GOAL: All entries are to be quoted exactly; the images stay out of the copy.

SUPPLIED DATA:

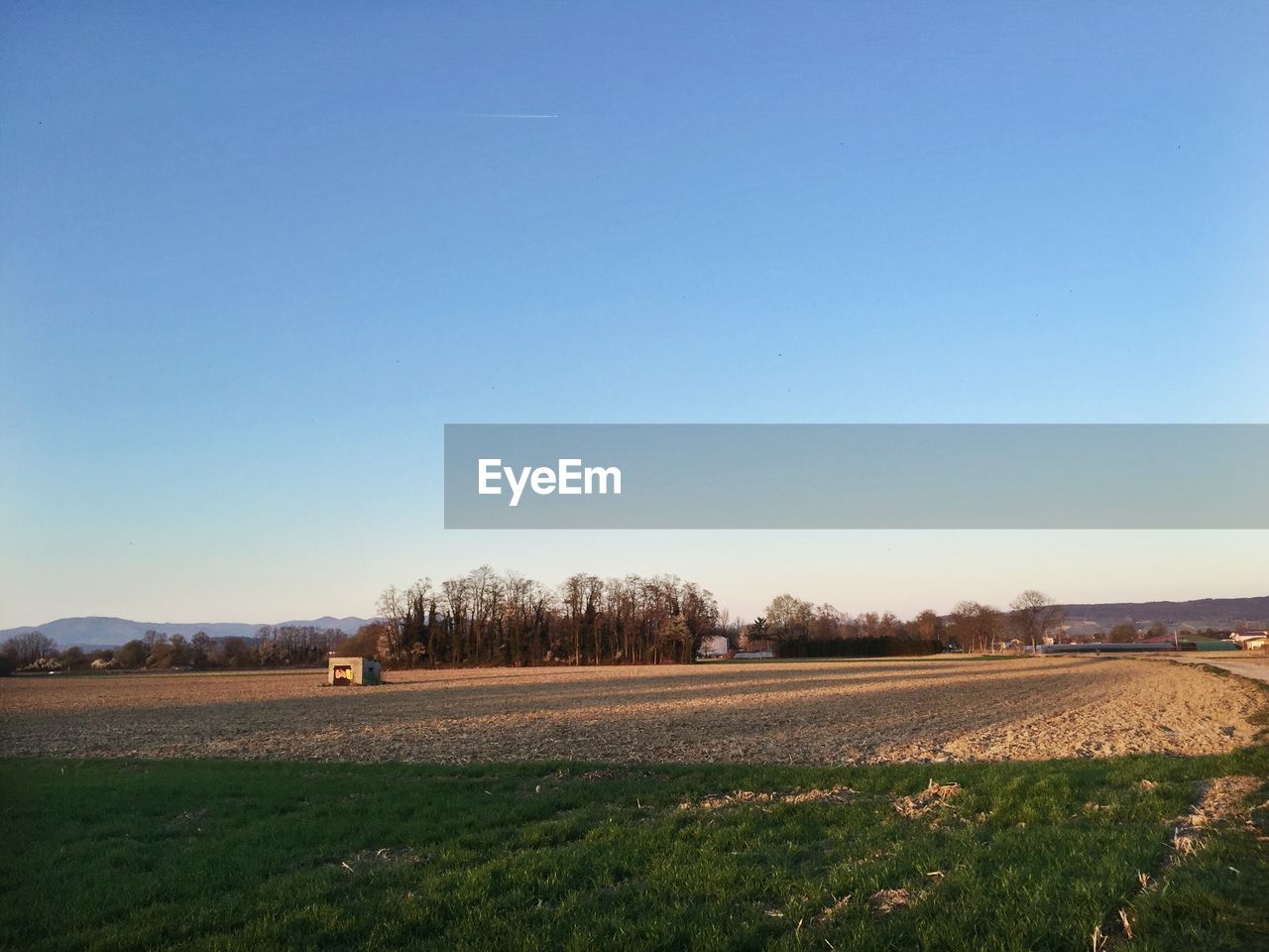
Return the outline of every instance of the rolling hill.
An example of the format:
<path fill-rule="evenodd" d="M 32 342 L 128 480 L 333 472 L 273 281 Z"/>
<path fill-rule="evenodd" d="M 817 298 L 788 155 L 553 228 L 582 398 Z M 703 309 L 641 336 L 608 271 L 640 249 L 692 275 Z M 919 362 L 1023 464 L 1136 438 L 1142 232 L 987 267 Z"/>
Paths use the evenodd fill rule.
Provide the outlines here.
<path fill-rule="evenodd" d="M 161 631 L 168 635 L 185 635 L 190 636 L 199 631 L 206 631 L 213 638 L 227 638 L 227 637 L 242 637 L 250 638 L 255 637 L 256 631 L 260 625 L 291 625 L 291 626 L 313 626 L 317 628 L 341 628 L 343 631 L 352 635 L 363 625 L 365 625 L 369 618 L 358 618 L 355 616 L 349 616 L 346 618 L 335 618 L 332 616 L 322 616 L 321 618 L 308 618 L 303 621 L 286 621 L 286 622 L 135 622 L 131 618 L 109 618 L 100 616 L 90 616 L 86 618 L 57 618 L 46 625 L 28 625 L 19 628 L 5 628 L 0 631 L 0 641 L 10 637 L 11 635 L 25 635 L 30 631 L 42 631 L 48 637 L 53 638 L 60 647 L 69 647 L 71 645 L 79 645 L 81 647 L 118 647 L 126 641 L 132 638 L 140 638 L 147 631 Z"/>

OUTPUT BELOW:
Return the outline of every instance of the rolling hill.
An example of the format:
<path fill-rule="evenodd" d="M 32 342 L 128 480 L 333 472 L 273 281 Z"/>
<path fill-rule="evenodd" d="M 817 298 L 788 155 L 553 228 L 582 398 Z M 703 309 L 641 336 L 608 271 L 640 249 L 692 275 Z M 919 362 L 1023 464 L 1136 438 L 1142 232 L 987 267 Z"/>
Paths use the evenodd fill rule.
Provide the outlines here.
<path fill-rule="evenodd" d="M 161 631 L 168 635 L 185 635 L 190 636 L 199 631 L 206 631 L 213 638 L 227 638 L 227 637 L 242 637 L 250 638 L 255 637 L 256 631 L 260 625 L 291 625 L 291 626 L 313 626 L 317 628 L 341 628 L 343 631 L 352 635 L 363 625 L 365 625 L 369 618 L 358 618 L 355 616 L 349 616 L 346 618 L 335 618 L 332 616 L 322 616 L 321 618 L 308 618 L 303 621 L 286 621 L 286 622 L 135 622 L 131 618 L 109 618 L 100 616 L 90 616 L 86 618 L 57 618 L 46 625 L 28 625 L 19 628 L 5 628 L 0 631 L 0 641 L 10 637 L 11 635 L 25 635 L 30 631 L 42 631 L 48 637 L 53 638 L 60 647 L 69 647 L 71 645 L 79 645 L 81 647 L 118 647 L 126 641 L 132 638 L 140 638 L 147 631 Z"/>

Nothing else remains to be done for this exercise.